EXERCICE ÉCRIT 1:
Recopiez fidèlement l'extrait ci-dessous, de « Selon Viviane Tchernonog, chercheur » jusqu'à « précisé Viviane Tchernonog. ».

===== EXTRAIT =====

Selon Viviane Tchernonog, chercheur au CNRS, "le poids du secteur associatif a continué à se développer entre les années 2005 et 2010 de manière soutenue". Par la suite, entre 2010 et 2012, il y a eu une stagnation des budgets et une légère baisse de l'emploi salarié. Si elle est peu importante, cette baisse marque un tournant : "C'est la première fois depuis très longtemps que le secteur perd des emplois, c'est un moment historique pour le monde associatif", a précisé Viviane Tchernonog.
A l'heure actuelle, la France compte 1,3 million d'associations qui représentent 80% des emplois de l'économie sociale et solidaire (ESS), avec quelque 16 millions de bénévoles. Le secteur représente 1,8 million de salariés, soit 5% des emplois. Il pèse 70 milliards d'euros, soit 3,5% du PIB.
Parallèlement à la crise, le secteur doit subir de plein fouet la baisse des subventions publiques. La part de ces subventions "baisse de façon drastique", a précisé Viviane Tchernonog, au profit de commandes publiques. La progression de la commande publique serait de 6% en huit ans, avec une diminution de 9% des subventions. "La part du financement issu des communes a également baissé et c'est une première, puisqu'auparavant, elles étaient les premiers partenaires, ex-æquo avec l'Etat, du monde associatif, a détaillé Viviane Tchernonog, elles sont passées deuxièmes. Ce sont les conseils généraux qui sont devenus les premiers partenaires des associations en volume. Leur part a fortement augmenté entre 2005 et 2010, alors que la part des régions est restée stable à 3,5%. En temps de crise, les collectivités se recentrent sur leurs compétences."
Les conséquences de ces changements sont doubles. D'un côté, une privatisation du financement, avec l'apparition de fortes inégalités entre les territoires. De l'autre côté, un phénomène de "sélection de la clientèle", celle-ci étant de plus en plus amenée à participer au coût des services proposés par les associations.
"On explore de nouvelles pistes"
Face à ce nouveau contexte, les associations tentent de s'adapter. Leur modèle commence à évoluer. "On explore des pistes nouvelles en partenariat avec le privé, car on n'arrive plus à faire financer nos projets, a expliqué Aude Torchy, déléguée générale de l'Association de formation et d'information pour le développement d'initiatives rurales (Afip), les modèles bougent et des fenêtres s'ouvrent, mais il y a encore du chemin à faire."

===== LIGNES FOURNIES =====

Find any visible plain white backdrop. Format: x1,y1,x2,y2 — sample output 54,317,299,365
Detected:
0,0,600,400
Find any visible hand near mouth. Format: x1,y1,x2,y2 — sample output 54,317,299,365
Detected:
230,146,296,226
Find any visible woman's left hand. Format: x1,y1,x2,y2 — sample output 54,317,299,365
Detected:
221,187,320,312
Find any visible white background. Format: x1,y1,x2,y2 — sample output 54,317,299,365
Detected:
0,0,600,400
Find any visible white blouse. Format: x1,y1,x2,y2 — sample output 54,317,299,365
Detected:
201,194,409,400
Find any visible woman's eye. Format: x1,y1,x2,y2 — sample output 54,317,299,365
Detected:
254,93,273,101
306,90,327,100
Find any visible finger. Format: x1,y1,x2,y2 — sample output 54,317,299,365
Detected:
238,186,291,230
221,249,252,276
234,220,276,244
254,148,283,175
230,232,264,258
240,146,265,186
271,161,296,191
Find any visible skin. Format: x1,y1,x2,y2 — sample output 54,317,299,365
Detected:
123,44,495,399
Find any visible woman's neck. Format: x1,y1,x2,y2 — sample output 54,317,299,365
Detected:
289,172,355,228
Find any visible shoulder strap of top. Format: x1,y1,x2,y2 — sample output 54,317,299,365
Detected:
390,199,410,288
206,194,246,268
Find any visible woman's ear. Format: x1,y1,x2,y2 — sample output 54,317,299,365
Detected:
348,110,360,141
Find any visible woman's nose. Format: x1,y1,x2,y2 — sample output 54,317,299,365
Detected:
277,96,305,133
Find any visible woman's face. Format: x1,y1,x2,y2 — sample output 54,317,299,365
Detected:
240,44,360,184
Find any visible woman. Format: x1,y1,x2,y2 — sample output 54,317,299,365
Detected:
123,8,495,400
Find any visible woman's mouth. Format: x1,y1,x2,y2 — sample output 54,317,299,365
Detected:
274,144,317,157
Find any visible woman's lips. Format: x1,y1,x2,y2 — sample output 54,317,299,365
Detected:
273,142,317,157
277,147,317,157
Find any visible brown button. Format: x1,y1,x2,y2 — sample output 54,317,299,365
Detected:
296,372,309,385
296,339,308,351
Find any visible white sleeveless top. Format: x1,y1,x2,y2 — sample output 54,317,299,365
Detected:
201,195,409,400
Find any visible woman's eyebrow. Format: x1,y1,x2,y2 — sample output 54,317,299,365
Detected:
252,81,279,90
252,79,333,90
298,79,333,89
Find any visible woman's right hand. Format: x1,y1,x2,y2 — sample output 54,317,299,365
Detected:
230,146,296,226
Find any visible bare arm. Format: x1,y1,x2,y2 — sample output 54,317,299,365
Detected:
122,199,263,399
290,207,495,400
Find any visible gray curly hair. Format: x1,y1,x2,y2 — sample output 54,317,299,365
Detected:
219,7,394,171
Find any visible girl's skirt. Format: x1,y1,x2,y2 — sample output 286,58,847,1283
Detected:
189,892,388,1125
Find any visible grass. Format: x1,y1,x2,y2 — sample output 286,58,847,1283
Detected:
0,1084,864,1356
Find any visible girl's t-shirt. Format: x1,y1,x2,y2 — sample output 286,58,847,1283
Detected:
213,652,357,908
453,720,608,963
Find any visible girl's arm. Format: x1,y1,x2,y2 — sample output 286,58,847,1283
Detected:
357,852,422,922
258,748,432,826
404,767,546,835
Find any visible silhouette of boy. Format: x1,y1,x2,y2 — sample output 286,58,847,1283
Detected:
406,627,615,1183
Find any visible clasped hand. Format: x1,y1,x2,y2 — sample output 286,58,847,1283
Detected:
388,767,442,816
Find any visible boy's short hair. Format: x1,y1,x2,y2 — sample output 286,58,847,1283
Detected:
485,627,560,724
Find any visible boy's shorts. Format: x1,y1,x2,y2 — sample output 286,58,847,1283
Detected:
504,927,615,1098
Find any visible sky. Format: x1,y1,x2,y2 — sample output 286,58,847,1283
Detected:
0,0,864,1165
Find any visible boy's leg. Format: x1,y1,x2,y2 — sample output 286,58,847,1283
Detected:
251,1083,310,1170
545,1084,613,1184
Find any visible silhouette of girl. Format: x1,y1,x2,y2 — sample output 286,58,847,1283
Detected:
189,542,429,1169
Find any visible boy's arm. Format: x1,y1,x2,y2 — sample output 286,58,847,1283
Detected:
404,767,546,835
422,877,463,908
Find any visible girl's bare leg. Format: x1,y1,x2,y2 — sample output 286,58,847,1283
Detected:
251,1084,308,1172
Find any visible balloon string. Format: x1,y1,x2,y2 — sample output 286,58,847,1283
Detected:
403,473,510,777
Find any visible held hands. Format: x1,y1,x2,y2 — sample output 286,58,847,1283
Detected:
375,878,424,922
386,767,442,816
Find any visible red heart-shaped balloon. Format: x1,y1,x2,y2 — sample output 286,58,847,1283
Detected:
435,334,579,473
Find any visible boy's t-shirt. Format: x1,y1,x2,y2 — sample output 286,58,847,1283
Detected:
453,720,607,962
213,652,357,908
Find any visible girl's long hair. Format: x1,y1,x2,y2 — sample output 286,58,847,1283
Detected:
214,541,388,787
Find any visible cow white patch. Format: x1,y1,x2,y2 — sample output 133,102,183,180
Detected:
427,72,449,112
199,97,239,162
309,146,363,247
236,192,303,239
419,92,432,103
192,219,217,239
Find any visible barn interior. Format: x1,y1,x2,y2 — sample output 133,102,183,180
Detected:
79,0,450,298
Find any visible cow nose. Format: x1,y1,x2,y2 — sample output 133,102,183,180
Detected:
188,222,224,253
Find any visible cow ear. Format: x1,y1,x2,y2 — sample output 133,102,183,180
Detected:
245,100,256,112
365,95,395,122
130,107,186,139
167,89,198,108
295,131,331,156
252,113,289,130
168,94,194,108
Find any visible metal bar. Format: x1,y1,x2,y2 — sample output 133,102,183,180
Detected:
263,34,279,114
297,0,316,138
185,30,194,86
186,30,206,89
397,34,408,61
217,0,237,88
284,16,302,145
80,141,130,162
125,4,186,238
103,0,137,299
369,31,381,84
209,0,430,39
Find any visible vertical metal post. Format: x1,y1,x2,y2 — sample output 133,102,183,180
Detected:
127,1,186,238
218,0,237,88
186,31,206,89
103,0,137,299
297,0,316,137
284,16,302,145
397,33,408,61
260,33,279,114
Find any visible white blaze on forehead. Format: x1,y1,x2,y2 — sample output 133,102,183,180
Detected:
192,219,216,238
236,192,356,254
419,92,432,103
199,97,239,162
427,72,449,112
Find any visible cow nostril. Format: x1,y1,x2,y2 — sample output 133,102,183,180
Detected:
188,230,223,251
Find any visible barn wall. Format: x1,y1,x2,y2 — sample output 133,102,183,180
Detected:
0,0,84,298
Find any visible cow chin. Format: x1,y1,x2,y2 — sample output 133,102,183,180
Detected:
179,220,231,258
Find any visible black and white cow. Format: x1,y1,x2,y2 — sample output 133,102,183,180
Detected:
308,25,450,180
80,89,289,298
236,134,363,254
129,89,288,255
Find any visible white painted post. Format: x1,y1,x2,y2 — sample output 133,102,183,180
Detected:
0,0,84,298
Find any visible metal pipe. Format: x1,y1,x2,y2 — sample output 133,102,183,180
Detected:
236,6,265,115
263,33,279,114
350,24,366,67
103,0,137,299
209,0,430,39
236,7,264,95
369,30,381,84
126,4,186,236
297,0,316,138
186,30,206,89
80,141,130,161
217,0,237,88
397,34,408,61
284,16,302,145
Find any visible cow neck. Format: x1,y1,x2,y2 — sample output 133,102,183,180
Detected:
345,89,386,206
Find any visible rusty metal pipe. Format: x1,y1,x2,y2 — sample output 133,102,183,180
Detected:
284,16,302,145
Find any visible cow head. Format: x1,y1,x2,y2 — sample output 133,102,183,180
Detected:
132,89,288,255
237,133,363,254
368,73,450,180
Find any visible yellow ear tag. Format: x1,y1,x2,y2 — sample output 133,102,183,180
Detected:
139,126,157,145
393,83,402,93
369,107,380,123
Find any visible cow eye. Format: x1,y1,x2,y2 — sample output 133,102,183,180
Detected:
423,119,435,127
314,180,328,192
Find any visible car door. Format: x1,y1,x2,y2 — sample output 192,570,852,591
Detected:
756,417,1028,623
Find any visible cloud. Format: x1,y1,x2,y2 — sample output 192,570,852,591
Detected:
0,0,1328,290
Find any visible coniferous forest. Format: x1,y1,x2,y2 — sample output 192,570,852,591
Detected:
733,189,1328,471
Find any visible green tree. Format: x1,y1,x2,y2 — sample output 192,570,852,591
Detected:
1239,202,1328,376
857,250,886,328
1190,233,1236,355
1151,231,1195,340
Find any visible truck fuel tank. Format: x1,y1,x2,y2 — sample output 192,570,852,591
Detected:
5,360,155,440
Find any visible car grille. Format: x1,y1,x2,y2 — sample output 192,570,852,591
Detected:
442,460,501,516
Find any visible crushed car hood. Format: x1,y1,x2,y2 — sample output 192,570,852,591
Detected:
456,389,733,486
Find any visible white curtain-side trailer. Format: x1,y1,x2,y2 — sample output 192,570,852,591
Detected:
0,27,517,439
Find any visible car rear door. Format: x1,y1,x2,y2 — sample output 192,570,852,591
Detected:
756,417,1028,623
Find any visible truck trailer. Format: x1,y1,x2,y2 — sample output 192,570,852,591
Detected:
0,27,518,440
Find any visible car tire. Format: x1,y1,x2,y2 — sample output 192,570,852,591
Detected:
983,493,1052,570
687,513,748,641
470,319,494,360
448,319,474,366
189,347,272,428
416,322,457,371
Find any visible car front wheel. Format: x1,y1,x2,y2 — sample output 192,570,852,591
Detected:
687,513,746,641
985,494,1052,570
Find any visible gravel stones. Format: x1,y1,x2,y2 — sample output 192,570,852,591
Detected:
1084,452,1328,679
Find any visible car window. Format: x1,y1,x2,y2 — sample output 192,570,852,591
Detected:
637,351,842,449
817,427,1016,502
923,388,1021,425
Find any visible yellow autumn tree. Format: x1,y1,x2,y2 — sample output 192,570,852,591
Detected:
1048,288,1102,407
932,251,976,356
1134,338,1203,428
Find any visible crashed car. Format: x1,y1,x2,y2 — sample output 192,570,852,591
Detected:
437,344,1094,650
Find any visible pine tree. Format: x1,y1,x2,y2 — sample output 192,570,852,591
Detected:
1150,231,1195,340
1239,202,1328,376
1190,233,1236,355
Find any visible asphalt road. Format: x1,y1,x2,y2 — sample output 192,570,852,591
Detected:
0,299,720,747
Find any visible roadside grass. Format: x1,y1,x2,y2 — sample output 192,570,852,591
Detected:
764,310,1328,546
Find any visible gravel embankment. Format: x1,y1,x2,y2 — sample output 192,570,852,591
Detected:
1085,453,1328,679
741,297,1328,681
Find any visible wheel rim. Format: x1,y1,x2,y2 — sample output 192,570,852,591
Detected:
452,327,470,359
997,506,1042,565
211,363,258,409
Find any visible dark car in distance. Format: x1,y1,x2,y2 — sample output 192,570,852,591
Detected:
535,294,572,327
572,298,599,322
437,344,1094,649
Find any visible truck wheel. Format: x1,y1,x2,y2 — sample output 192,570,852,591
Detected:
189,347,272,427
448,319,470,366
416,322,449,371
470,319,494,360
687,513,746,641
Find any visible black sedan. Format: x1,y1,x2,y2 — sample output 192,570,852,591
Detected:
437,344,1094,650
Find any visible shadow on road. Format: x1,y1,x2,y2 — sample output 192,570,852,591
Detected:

=====

EXERCICE ÉCRIT 2:
Reproduisez à l'identique, s'il vous plaît, uniquement les lignes fournies qui vont de celle contenant « Find any visible brown » jusqu'à celle contenant « 388,767,442,816 », ces deux lignes comprises.

RÉPONSE COMPLÈTE 1:
Selon Viviane Tchernonog, chercheur au CNRS, "le poids du secteur associatif a continué à se développer entre les années 2005 et 2010 de manière soutenue". Par la suite, entre 2010 et 2012, il y a eu une stagnation des budgets et une légère baisse de l'emploi salarié. Si elle est peu importante, cette baisse marque un tournant : "C'est la première fois depuis très longtemps que le secteur perd des emplois, c'est un moment historique pour le monde associatif", a précisé Viviane Tchernonog.

RÉPONSE COMPLÈTE 2:
Find any visible brown button. Format: x1,y1,x2,y2 — sample output 54,317,299,365
Detected:
296,372,309,385
296,339,308,351
Find any visible white sleeveless top. Format: x1,y1,x2,y2 — sample output 54,317,299,365
Detected:
201,195,409,400
Find any visible woman's eyebrow. Format: x1,y1,x2,y2 — sample output 54,317,299,365
Detected:
252,81,279,90
252,79,333,90
298,79,333,89
Find any visible woman's right hand. Format: x1,y1,x2,y2 — sample output 54,317,299,365
Detected:
230,146,296,226
Find any visible bare arm. Format: x1,y1,x2,y2 — sample output 54,317,299,365
Detected:
122,199,263,399
290,207,495,400
Find any visible gray curly hair. Format: x1,y1,x2,y2 — sample output 54,317,299,365
Detected:
219,7,394,171
Find any visible girl's skirt. Format: x1,y1,x2,y2 — sample output 286,58,847,1283
Detected:
189,892,388,1125
Find any visible grass. Format: x1,y1,x2,y2 — sample output 286,58,847,1283
Detected:
0,1084,864,1356
Find any visible girl's t-shirt. Format: x1,y1,x2,y2 — sample output 286,58,847,1283
Detected:
213,652,357,908
453,720,608,963
Find any visible girl's arm. Format: x1,y1,x2,y2 — sample output 286,58,847,1283
Detected:
357,852,422,922
258,748,432,826
404,767,546,835
Find any visible silhouette of boy. Format: x1,y1,x2,y2 — sample output 286,58,847,1283
Detected:
406,627,615,1183
Find any visible clasped hand. Format: x1,y1,x2,y2 — sample output 286,58,847,1283
Detected:
388,767,442,816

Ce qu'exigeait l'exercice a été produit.